→ **Instructions for the task**
Print the records without any changes, from the line containing "of the paved" up to and including the last line of the records. Leave the pictures out.

-- start of Records for this task --

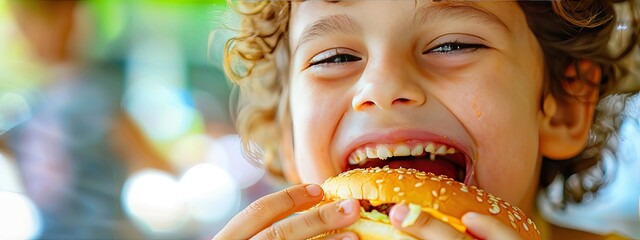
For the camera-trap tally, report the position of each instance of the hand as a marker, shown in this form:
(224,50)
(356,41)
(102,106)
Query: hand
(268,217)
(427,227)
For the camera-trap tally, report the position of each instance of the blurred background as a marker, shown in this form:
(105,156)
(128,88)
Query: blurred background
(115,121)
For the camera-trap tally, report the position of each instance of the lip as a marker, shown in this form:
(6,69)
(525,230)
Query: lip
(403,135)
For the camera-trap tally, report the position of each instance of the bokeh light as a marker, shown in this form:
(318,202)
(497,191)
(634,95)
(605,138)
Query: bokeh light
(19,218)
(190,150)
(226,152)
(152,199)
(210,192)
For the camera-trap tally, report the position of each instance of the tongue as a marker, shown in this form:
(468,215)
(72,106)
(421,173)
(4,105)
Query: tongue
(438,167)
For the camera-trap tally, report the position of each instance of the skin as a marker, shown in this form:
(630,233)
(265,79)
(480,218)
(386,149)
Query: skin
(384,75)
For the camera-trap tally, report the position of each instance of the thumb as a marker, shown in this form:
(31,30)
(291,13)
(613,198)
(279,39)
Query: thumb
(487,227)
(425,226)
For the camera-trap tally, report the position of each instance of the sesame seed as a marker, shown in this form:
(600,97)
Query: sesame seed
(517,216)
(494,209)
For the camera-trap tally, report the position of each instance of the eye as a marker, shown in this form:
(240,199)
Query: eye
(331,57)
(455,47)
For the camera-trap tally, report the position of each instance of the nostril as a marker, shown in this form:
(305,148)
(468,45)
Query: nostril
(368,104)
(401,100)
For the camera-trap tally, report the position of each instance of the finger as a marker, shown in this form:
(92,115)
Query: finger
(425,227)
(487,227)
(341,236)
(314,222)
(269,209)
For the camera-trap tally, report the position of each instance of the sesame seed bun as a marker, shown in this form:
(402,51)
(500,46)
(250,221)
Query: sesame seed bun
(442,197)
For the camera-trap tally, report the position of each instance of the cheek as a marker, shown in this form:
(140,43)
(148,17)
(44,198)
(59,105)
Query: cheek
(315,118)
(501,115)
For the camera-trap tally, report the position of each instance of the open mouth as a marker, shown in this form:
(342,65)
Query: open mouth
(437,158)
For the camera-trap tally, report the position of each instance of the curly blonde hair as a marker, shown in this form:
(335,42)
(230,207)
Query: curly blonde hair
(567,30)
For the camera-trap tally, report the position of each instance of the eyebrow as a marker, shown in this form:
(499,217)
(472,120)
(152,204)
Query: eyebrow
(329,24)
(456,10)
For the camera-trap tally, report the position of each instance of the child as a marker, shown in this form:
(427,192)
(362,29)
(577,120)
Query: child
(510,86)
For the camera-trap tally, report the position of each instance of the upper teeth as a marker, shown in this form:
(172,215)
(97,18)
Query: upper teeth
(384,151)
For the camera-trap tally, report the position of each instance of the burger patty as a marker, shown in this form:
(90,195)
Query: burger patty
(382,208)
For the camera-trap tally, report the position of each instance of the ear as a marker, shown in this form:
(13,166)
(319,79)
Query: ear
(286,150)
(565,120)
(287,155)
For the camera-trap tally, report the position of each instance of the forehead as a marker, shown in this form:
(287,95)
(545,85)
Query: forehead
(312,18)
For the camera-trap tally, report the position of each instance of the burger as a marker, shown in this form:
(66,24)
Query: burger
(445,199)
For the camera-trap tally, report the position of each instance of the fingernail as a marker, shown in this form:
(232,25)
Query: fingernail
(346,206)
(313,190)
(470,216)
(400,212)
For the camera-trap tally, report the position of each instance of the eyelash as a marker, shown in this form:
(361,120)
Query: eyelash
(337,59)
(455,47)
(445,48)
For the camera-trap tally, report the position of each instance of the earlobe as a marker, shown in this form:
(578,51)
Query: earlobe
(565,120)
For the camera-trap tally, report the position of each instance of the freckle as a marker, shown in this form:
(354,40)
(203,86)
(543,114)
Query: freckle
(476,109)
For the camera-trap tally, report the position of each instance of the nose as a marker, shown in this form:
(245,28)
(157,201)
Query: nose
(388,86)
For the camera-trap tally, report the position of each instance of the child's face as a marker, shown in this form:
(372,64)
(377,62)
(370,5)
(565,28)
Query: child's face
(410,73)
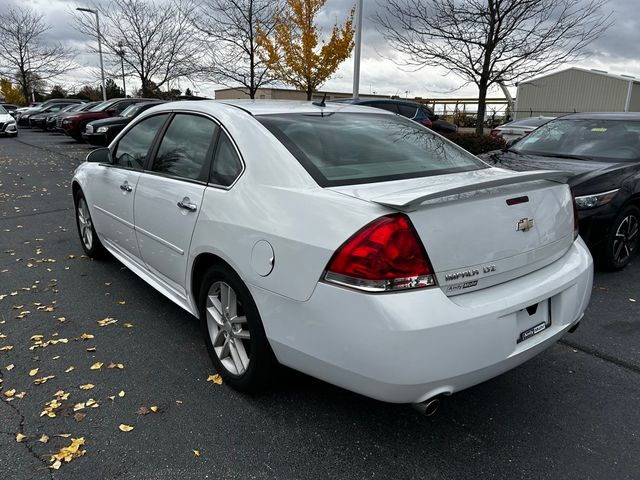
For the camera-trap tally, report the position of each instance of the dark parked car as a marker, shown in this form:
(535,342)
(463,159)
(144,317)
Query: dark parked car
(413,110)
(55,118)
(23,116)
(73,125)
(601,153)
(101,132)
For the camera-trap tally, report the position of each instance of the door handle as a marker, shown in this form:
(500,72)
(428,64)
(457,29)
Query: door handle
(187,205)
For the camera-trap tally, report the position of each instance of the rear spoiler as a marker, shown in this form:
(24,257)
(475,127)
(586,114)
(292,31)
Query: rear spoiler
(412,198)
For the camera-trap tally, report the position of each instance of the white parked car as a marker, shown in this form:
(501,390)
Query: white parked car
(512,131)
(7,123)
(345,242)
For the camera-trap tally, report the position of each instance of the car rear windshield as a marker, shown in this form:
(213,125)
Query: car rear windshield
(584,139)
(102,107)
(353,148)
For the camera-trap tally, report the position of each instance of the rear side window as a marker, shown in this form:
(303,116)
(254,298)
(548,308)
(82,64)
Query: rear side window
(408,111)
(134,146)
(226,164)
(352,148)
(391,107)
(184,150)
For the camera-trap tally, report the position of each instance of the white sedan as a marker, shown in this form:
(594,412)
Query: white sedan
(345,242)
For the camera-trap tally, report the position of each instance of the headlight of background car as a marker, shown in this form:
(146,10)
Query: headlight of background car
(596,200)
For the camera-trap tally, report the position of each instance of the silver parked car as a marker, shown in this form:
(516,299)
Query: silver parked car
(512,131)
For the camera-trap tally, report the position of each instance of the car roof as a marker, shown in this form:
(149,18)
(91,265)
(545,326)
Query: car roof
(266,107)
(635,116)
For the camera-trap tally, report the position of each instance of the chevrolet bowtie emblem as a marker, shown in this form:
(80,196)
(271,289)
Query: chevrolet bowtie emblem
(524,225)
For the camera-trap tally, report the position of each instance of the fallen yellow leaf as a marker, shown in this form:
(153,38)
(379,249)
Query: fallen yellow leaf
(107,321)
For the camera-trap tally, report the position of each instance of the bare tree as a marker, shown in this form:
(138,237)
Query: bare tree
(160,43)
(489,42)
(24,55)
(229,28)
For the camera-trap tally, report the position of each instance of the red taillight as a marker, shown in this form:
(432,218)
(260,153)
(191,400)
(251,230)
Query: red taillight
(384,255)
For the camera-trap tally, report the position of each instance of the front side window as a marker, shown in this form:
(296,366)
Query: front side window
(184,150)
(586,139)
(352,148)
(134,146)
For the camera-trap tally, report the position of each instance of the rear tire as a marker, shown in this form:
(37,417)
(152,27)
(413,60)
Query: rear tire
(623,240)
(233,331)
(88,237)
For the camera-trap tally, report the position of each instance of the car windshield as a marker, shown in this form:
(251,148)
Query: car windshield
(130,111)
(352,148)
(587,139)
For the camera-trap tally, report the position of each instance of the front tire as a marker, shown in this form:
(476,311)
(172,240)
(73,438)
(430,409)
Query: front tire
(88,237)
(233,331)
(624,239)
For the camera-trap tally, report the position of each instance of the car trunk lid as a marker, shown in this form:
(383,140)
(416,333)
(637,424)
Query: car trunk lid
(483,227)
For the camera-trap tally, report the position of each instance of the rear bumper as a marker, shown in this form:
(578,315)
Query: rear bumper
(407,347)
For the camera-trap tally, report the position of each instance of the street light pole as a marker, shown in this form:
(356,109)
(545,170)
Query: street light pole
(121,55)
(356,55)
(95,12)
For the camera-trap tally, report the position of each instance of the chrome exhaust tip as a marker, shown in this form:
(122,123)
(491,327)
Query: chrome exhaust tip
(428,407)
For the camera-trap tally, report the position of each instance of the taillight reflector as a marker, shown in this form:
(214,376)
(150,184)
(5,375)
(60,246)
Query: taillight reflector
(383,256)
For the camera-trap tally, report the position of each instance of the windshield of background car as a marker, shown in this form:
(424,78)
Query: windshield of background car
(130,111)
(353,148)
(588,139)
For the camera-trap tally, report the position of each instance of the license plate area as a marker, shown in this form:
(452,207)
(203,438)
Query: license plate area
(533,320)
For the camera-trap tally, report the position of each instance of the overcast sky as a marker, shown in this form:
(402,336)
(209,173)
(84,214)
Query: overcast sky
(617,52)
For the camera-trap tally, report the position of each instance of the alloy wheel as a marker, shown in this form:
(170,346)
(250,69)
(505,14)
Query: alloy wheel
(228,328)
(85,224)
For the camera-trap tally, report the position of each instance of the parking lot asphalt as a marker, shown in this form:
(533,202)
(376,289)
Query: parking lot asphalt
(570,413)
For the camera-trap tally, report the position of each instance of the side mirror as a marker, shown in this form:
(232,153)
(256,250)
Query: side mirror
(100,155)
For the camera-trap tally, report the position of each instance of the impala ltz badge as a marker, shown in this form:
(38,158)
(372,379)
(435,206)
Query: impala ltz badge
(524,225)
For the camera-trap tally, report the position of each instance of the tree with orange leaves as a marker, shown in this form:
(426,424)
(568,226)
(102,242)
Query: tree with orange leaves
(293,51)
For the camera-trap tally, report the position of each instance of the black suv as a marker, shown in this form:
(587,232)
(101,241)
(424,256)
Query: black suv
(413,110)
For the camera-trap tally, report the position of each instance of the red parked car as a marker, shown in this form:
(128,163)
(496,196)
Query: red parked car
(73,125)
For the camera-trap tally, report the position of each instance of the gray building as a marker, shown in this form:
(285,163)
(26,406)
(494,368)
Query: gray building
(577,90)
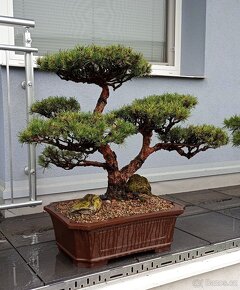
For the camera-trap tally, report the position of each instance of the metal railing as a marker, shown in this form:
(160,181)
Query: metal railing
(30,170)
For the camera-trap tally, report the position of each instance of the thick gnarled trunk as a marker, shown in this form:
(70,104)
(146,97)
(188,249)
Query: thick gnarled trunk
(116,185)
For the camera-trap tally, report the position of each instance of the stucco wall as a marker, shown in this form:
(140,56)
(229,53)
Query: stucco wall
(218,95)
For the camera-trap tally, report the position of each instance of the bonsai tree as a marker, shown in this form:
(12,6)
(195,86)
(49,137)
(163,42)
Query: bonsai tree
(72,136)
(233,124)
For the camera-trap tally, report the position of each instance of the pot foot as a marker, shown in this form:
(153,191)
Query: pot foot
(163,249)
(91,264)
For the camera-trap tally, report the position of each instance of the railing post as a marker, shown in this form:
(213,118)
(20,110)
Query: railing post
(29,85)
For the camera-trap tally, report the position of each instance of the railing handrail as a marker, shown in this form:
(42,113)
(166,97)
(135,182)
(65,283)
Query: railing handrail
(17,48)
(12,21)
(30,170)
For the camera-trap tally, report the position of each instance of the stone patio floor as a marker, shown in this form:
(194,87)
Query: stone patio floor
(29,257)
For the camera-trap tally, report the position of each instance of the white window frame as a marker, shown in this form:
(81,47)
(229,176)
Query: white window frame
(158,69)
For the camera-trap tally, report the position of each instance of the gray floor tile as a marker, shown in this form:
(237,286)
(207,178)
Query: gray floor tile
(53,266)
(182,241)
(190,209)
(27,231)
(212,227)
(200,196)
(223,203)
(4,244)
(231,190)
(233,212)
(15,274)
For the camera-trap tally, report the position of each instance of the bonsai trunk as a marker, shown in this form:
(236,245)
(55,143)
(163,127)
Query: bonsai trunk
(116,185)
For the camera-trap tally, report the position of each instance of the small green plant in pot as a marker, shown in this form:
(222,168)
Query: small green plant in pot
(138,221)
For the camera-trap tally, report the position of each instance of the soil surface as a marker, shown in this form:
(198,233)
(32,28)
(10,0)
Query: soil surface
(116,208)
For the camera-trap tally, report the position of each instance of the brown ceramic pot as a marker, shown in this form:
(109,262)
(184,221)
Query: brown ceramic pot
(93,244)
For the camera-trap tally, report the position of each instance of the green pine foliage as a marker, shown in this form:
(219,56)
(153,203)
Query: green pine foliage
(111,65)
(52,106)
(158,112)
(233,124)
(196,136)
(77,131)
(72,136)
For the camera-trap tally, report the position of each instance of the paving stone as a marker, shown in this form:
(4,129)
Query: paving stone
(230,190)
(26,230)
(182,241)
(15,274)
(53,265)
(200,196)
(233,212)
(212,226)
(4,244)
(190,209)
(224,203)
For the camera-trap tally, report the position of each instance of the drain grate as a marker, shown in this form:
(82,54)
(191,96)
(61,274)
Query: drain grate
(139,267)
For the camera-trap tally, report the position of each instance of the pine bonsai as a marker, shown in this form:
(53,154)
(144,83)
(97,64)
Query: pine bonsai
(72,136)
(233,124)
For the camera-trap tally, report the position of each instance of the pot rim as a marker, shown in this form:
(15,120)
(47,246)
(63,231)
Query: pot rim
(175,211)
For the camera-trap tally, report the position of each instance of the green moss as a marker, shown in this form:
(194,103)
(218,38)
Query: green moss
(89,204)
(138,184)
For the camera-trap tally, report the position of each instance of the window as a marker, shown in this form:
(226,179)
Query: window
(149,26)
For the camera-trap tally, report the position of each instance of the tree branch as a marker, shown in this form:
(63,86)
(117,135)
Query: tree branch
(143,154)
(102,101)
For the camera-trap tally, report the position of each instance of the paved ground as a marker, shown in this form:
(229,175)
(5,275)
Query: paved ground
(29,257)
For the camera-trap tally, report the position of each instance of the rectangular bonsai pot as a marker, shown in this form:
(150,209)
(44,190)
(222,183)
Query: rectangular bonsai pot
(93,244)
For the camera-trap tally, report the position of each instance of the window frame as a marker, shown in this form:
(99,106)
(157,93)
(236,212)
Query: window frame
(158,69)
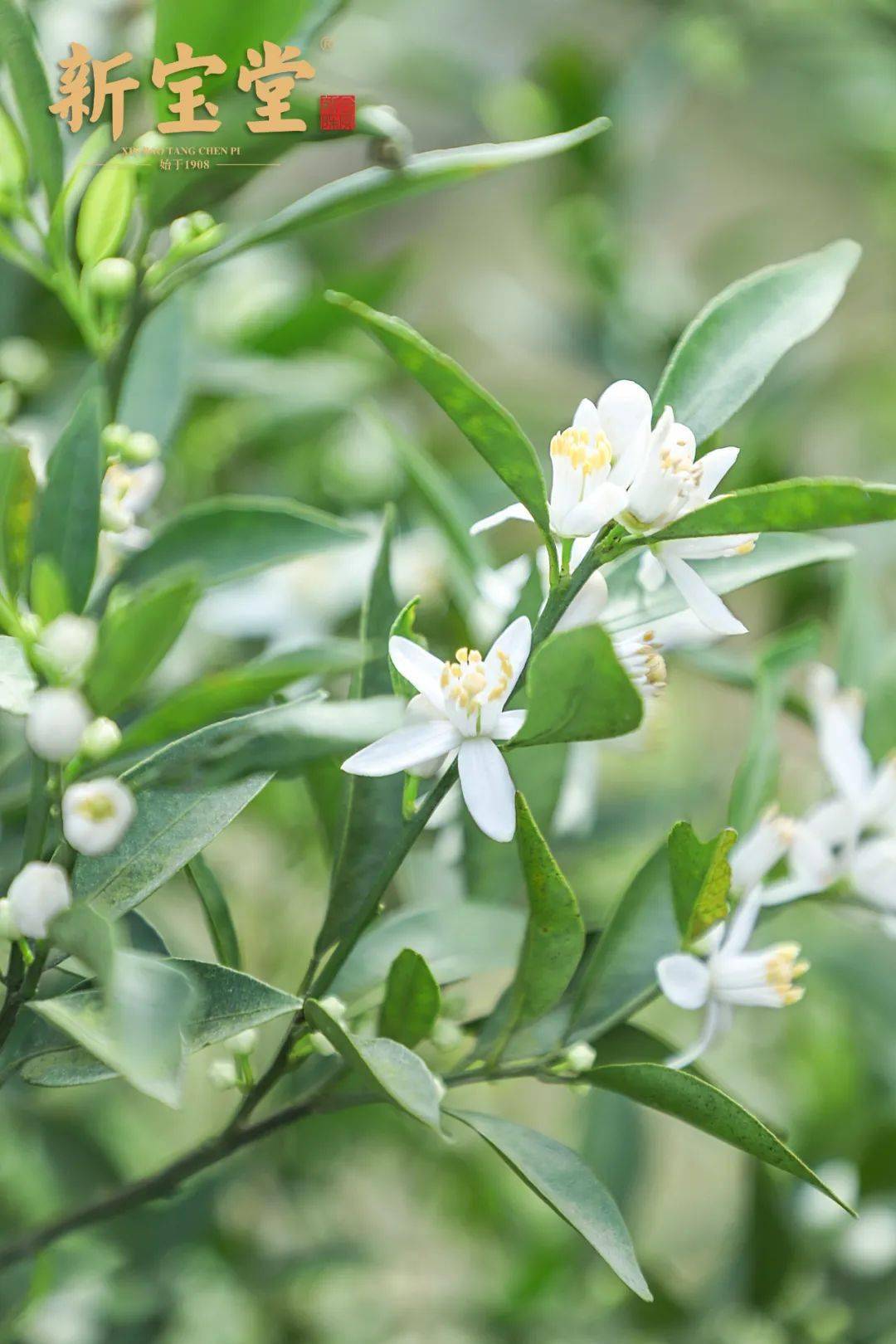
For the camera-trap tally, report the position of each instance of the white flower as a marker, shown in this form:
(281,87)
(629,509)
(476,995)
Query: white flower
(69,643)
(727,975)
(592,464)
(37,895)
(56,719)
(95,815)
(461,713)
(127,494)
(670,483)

-- end of Records for this task --

→ **Written response**
For the camera-trap tally, report the position of each instance of the paved ground as a marker, shown in this form:
(229,175)
(5,275)
Query: paved ground
(29,257)
For the camera-trap tally, report the position of each instance of the rectangular bonsai pot as a marker, shown in this form:
(150,209)
(44,190)
(222,183)
Query: rectangular bonsai pot
(93,244)
For the camera-trap tally, report the position of each instance of the window frame as a marker, shown in this form:
(99,106)
(157,93)
(236,212)
Query: window frame
(158,69)
For the camera-trap tally, report the position of each instance of the white flower as a marker, shown in this form:
(281,87)
(629,509)
(476,995)
Query: white flower
(69,643)
(727,975)
(592,464)
(37,895)
(56,719)
(95,815)
(461,713)
(127,494)
(670,483)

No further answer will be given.